Quoted text
___

Nothing much out of the ordinary, as you can see. There is actually more variety than I would prefer, as the instrument, being an American eclectic one, is designed to play all things equally poorly. But I am optimistic that great literature is still worthwhile, even on less-than-ideal instruments.

Oh, and for you pedants out there, a note on the Scheidt: many still attribute the variations on Ballo del Granduca to J.P. Sweelinck, as they are ascribed to him in the only surviving manuscript. But I think Pieter Dirksen makes a convincing case that they are by Scheidt, who studied with Sweelinck in Amsterdam in his early twenties. (There is some infelicitous voice leading that makes much more sense coming from the pen of the young Scheidt than from the mature Sweelinck.)

30 June 2012

Scandinavia; Return

Two days ago I returned from the temperate summer of Europe to this uninhabitable (ten months of the year, anyway) climate. I am not yet sure whether I would advise two-and-a-half weeks in Europe to anyone. It was, for the most part, a wonderful experience, but I have hardly begun to process it. Real travel, the kind that necessitates closer inspection of a society and people than one can get from the train window, requires a good deal of careful observation. I am not altogether certain that I was worthy of the task. But let us dispense with such quibbles. Allow me to describe Scandinavia, in my deficient manner.

___

Data section
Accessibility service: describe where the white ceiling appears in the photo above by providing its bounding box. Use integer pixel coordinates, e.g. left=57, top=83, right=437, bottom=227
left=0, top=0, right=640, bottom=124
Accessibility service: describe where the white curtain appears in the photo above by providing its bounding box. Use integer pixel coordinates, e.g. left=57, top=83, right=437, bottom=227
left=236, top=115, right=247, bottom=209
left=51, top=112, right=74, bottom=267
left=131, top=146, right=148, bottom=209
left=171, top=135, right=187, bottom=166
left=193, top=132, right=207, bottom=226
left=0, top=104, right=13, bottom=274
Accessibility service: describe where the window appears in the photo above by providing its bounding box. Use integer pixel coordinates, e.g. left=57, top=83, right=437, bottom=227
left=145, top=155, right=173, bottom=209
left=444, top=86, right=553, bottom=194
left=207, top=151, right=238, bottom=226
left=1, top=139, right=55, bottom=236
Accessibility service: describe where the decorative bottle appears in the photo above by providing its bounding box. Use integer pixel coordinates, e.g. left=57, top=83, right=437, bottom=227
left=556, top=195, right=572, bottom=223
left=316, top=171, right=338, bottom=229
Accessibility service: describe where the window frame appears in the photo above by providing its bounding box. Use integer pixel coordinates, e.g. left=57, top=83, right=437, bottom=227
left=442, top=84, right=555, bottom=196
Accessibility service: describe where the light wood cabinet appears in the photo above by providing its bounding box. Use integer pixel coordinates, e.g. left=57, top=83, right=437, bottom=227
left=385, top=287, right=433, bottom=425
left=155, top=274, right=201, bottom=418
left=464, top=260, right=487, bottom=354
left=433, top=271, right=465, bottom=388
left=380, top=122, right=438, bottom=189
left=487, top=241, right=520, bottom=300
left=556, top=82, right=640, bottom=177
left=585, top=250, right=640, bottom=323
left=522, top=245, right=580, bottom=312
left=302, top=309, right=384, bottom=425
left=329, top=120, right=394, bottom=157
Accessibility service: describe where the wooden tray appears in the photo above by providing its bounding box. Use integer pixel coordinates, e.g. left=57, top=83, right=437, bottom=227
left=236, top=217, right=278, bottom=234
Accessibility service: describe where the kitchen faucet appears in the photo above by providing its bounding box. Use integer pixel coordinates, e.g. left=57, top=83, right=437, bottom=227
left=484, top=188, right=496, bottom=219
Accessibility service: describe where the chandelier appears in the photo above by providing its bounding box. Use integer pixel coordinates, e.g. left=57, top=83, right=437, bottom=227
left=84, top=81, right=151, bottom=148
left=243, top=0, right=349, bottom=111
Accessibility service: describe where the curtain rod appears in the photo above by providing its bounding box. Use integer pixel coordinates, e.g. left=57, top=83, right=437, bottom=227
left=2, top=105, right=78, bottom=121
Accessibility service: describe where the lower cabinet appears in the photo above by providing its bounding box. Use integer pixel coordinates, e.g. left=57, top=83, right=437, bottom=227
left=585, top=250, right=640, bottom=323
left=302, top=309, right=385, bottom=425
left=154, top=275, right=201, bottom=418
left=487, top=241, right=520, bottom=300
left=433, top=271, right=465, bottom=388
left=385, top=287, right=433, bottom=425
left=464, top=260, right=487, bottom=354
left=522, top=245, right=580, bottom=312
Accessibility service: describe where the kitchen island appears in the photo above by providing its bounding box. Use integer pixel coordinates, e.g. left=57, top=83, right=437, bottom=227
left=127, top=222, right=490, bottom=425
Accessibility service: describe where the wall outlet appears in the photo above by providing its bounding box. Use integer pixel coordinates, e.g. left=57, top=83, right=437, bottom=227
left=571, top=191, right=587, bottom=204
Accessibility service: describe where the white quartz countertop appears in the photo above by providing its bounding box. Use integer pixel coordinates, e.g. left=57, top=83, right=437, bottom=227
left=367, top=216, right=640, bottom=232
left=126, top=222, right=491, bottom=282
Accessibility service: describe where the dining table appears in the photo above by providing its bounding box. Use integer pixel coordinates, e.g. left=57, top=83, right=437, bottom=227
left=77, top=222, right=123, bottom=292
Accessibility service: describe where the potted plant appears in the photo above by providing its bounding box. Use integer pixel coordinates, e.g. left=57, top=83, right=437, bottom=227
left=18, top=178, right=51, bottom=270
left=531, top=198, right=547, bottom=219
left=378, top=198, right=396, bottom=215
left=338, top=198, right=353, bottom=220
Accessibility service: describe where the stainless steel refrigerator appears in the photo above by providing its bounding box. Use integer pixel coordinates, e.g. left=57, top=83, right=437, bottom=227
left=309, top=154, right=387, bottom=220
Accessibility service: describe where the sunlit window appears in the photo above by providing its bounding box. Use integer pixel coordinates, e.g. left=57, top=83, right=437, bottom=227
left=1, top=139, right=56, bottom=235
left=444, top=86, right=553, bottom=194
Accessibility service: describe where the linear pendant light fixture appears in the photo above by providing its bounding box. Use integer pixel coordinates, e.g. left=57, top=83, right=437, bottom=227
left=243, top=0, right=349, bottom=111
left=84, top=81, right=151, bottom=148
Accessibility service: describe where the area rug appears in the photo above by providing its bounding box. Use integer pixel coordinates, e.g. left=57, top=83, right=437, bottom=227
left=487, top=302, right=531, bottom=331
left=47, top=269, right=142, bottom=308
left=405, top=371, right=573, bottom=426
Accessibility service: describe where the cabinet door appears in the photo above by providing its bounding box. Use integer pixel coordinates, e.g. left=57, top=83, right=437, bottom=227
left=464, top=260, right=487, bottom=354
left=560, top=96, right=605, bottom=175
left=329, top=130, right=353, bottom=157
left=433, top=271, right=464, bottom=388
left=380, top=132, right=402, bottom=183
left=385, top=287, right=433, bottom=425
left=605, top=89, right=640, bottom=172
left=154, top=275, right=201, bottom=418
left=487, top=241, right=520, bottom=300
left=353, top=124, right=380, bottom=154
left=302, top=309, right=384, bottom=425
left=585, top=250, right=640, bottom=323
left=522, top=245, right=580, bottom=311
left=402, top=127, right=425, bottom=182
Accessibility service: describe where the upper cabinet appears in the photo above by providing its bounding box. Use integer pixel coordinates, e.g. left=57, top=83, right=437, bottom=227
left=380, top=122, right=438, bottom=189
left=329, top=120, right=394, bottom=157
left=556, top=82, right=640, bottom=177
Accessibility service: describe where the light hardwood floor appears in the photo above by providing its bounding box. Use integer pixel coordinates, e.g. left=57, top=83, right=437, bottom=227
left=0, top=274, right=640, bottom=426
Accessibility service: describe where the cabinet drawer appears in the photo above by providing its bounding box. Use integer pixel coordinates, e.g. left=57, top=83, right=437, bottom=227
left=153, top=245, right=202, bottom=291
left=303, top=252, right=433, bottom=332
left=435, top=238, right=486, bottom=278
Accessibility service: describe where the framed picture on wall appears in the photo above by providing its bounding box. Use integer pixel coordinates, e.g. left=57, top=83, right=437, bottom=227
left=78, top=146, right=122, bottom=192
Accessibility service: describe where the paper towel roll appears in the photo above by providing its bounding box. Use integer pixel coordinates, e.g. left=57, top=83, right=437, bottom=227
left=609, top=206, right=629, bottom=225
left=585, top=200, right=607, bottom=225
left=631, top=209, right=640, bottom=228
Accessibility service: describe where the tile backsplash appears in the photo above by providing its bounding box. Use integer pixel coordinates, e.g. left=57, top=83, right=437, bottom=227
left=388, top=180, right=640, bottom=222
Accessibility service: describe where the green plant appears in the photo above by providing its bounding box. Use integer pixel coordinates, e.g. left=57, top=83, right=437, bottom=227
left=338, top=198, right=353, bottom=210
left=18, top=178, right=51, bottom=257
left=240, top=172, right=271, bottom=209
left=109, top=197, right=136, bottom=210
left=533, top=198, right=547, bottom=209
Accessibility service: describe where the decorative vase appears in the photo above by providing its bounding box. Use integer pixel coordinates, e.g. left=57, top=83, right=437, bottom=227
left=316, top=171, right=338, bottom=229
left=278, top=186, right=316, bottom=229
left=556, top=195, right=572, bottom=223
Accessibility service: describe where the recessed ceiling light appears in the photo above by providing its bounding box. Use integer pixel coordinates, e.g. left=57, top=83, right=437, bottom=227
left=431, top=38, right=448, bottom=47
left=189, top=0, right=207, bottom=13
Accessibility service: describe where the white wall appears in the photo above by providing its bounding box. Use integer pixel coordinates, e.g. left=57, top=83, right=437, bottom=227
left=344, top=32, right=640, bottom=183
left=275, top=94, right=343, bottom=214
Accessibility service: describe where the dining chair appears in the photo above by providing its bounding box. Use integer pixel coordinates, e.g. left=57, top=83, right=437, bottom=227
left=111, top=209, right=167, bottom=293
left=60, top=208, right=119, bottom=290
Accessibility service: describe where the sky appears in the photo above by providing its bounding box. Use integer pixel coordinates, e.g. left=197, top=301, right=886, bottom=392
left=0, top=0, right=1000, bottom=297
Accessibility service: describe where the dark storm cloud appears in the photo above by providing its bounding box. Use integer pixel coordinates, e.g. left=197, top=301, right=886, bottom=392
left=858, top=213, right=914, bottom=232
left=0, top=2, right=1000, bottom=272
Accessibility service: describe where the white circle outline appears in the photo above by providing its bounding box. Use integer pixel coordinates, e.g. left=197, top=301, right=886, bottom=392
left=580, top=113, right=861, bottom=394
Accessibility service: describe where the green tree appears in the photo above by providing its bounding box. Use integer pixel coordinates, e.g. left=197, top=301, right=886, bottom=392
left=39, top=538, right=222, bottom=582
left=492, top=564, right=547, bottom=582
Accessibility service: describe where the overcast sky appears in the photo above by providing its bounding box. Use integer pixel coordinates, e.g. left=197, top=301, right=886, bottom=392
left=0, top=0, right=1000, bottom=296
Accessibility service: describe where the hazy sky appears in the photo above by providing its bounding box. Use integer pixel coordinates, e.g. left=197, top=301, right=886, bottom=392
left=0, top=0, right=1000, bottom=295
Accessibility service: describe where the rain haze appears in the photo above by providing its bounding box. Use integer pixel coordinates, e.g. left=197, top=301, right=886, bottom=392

___

Job
Copy the passage word for word, starting at "30 June 2012" and ending at "my deficient manner.". You can set the lines aside; they are not used here.

Exercise answer
30 June 2012

Scandinavia; Return

Two days ago I returned from the temperate summer of Europe to this uninhabitable (ten months of the year, anyway) climate. I am not yet sure whether I would advise two-and-a-half weeks in Europe to anyone. It was, for the most part, a wonderful experience, but I have hardly begun to process it. Real travel, the kind that necessitates closer inspection of a society and people than one can get from the train window, requires a good deal of careful observation. I am not altogether certain that I was worthy of the task. But let us dispense with such quibbles. Allow me to describe Scandinavia, in my deficient manner.